◆ **Problem details**:
Reproduce the listing below line for line with no changes, omitting the picture.

☆ ☆ ☆ ☆ ☆

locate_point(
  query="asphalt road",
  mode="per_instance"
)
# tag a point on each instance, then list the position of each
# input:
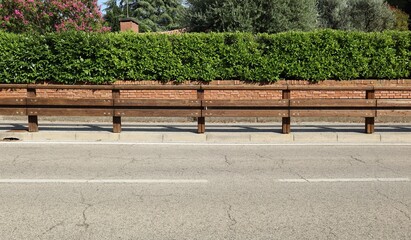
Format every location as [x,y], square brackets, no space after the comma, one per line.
[182,191]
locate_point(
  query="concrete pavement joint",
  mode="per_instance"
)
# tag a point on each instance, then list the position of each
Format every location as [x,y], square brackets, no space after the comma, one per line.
[357,159]
[233,221]
[87,206]
[52,228]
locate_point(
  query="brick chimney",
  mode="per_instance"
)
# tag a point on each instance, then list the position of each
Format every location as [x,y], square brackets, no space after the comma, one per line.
[127,24]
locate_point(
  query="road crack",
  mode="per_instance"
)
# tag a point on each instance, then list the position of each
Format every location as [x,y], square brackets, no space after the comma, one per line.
[227,161]
[299,175]
[84,223]
[233,221]
[16,158]
[52,228]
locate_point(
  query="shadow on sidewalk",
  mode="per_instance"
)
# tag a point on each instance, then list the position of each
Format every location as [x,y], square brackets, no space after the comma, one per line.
[210,128]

☆ ☆ ☆ ☆ ☆

◆ **Output of the task**:
locate_point(
  query="asphalt road",
  mode="per_instance"
)
# tag a point on each instance, then list the position of each
# input:
Format every location as [x,y], square brackets, no space after the comma, one per line.
[182,191]
locate_point(
  query="concrete pavement joint",
  mode="per_instance"
)
# tag a point on each instance, then list the position of each
Format every location as [x,y], square brackets, no space after the comma, one per line.
[357,159]
[233,221]
[87,206]
[52,228]
locate_point(
  query="brick chimney",
  mode="per_instance"
)
# tag a point on each instance, then list the position of each
Format every location as [x,y], square brackets, no space after the comma, one per line.
[127,24]
locate_point(
  query="road crack",
  mode="per_instance"
)
# tag a point on each instance, then list the position of each
Format every location as [x,y], square brackets, no space after the comma, one per line.
[227,161]
[299,175]
[84,223]
[233,221]
[16,158]
[52,228]
locate_point(
  query="shadow on sidewalk",
  mode="per_instance"
)
# tag a point on each instance, then list the position of each
Format every location as [x,y], square brackets, no space after the comma, one per line.
[210,128]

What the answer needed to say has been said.